● THE EXERCISE
Below is a set of records; print all of them exactly as written.

● DATA SUPPLIED
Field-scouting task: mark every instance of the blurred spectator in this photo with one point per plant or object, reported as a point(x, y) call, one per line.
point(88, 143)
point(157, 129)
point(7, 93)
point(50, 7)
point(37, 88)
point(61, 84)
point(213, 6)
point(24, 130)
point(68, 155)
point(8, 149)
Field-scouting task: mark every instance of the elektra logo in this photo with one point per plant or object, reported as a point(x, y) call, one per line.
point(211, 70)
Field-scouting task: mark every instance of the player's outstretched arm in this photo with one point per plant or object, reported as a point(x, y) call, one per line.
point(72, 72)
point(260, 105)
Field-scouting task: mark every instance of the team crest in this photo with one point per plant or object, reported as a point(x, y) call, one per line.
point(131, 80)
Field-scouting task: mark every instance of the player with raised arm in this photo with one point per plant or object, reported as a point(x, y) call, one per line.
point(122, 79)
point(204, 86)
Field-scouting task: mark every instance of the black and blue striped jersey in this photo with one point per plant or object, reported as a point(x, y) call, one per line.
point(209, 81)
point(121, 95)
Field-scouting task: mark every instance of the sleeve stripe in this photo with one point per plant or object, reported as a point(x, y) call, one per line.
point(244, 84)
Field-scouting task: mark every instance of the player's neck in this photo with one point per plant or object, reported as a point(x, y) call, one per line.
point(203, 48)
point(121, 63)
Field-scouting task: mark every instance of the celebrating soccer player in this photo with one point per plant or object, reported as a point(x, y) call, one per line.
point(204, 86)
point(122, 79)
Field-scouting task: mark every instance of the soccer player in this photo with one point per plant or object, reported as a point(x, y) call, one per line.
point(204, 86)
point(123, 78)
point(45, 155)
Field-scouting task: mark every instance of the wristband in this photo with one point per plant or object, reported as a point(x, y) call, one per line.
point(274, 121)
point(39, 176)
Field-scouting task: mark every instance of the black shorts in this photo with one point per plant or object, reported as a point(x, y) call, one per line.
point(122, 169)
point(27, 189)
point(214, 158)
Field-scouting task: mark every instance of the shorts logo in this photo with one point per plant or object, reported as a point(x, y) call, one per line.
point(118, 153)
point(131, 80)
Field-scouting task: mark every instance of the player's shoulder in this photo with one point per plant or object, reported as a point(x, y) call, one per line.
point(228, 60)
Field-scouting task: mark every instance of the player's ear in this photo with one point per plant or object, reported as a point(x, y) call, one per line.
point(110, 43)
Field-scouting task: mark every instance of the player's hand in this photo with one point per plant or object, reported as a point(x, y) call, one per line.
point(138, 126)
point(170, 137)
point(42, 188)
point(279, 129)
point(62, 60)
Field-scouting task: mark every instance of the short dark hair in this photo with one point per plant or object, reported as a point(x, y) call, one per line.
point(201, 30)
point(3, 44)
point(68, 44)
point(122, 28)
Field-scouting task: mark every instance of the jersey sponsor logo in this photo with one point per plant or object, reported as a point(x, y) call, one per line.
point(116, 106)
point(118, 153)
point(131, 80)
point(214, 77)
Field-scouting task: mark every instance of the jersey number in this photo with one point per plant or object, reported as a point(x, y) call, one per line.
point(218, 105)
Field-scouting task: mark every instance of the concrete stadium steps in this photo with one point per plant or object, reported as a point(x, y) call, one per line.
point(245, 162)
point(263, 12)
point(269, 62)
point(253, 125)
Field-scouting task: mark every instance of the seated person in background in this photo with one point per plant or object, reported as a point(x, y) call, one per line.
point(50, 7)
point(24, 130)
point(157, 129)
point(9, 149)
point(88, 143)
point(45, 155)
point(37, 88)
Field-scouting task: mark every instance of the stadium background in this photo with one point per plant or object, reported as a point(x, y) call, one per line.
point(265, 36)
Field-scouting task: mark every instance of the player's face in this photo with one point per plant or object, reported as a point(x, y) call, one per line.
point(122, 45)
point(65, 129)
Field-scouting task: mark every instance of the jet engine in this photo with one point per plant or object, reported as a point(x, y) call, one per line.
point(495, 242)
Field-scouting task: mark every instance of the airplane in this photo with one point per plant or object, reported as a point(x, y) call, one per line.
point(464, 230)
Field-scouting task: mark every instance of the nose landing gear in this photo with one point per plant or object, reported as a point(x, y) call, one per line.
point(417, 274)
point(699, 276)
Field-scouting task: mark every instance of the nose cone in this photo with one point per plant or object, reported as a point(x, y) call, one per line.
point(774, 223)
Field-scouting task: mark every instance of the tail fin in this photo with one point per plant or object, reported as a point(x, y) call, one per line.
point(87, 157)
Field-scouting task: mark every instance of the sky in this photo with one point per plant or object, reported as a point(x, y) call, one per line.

● EXERCISE RESULT
Field-scouting task: mark every instance of the blurred spectator in this photo with one point per plant or object, reported as a point(x, y) call, one per line.
point(88, 143)
point(157, 129)
point(7, 93)
point(50, 7)
point(37, 88)
point(61, 84)
point(213, 6)
point(24, 130)
point(68, 155)
point(8, 149)
Field-scouting task: mark every instance of the elektra logo in this photo with one point per plant or object, reported as a point(x, y) call, one per line.
point(211, 70)
Field-scouting task: mark every instance of the player's outstretched arm in this photo with one point per plant or object, reported as a point(x, y) call, one per line.
point(72, 72)
point(260, 105)
Field-scouting task: mark every instance of the team crest in this photo with one point per plant or object, reported as a point(x, y) call, one per line.
point(131, 80)
Field-scouting task: mark every instance of the player with raised arm in this photo with one point per plant or object, reported as a point(x, y) call, one per line.
point(122, 79)
point(204, 86)
Field-scouting task: mark every instance of the black and blue striped jersey in this photo with one point per plant or object, reported as a point(x, y) call, one per line.
point(209, 81)
point(121, 95)
Field-scouting task: mark every instance of the sleeve stripe in this photo with one point per plant or object, reported as a point(x, y) call, one per line.
point(244, 84)
Field-scouting task: mark every instance of the player's neck in this photo with one point per plant or object, reported as a point(x, y) call, one per line.
point(203, 48)
point(121, 63)
Field-scouting task: mark every instance of the celebrating soccer player in this photo with one point per plant or object, reported as a point(x, y) call, one per line.
point(204, 86)
point(122, 79)
Field-scouting task: mark every instance of the soccer player in this photo with one point per plant or object, reported as a point(x, y) call, one per line.
point(204, 86)
point(123, 78)
point(45, 155)
Field-scouting task: mark every instance of the wristband in this photo with one point per plant or object, reported as a point(x, y) call, one per line.
point(274, 121)
point(39, 176)
Field-scouting task: mark every instance of the black shorts in this photo with one point per plant or object, reported as a point(x, y) call, one per line.
point(122, 169)
point(27, 189)
point(214, 158)
Field-scouting task: mark every instance of the shorts logo in this photo with one point per plant or object, reported as a point(x, y) call, one per line.
point(118, 153)
point(131, 80)
Field-scouting task: mark every instance of the player's shoulder in this photo with one point per plant or object, reported as a point(x, y) call, one per line.
point(228, 60)
Field-scouting task: mark every instance of the player's ear in this photo with one point per plant or object, reported as a point(x, y) call, one per line.
point(110, 43)
Field-scouting task: mark every instance of the player's hand in this photo with one point per plant or object, reported as a point(x, y) call, one per line.
point(138, 126)
point(170, 137)
point(42, 188)
point(279, 129)
point(62, 60)
Field-scouting task: mark every instance of the short dark hair in this photo with one point per plant or object, reported as a point(x, y) call, one per line.
point(201, 30)
point(3, 44)
point(68, 44)
point(122, 28)
Field-scouting task: mark every instance of the jersey sponsor logo in this photo with one point per plant or object, reported as a point(x, y) call, one per line.
point(116, 106)
point(118, 153)
point(131, 80)
point(214, 77)
Field-scouting task: mark every instance of the jersey number in this photo with one point per plant or object, reported as a point(x, y) call, one per line.
point(218, 105)
Field-scouting task: mark every instance of the concrete stadium steps in this photo with one point per plant or object, reported as a point(x, y) call, one per line.
point(245, 162)
point(263, 12)
point(269, 62)
point(253, 125)
Field-scouting task: mark every instance of the seated person in background in this photo with one point per plant or object, reported as a point(x, y) call, one per line.
point(50, 7)
point(24, 130)
point(157, 129)
point(9, 149)
point(88, 143)
point(45, 155)
point(37, 88)
Field-scouting task: mark every instance of the stadium background in this photo with one point per plant or object, reported as a point(x, y) call, one per line.
point(265, 36)
Field-scouting task: mark every instance of the player's face in this photo with one point per plant or object, reported as a point(x, y) call, one per line.
point(122, 45)
point(65, 129)
Field-scouting task: mark every instance of the jet engine in this photo with one point per plant or object, reported as a point(x, y) call, one per line.
point(495, 242)
Field-scouting task: mark every instance of the airplane in this photo with one point per plant or object, reported as a point(x, y) call, one per line.
point(464, 230)
Field-scouting task: mark every instance of the nose landing gear in this photo with one point per plant or object, reported as a point(x, y) call, one per line.
point(417, 274)
point(699, 276)
Field-scouting task: mark every instance of the nose cone in this photo with one point per plant or object, reported as a point(x, y) call, one per line.
point(774, 223)
Field-scouting task: mark every instance of the tail fin in this photo with one point per plant or object, reported as a point(x, y) call, one per line.
point(87, 157)
Field-scouting task: mark every instance of the sky in this photo with one point per plant or object, reported as a point(x, y) call, one per line.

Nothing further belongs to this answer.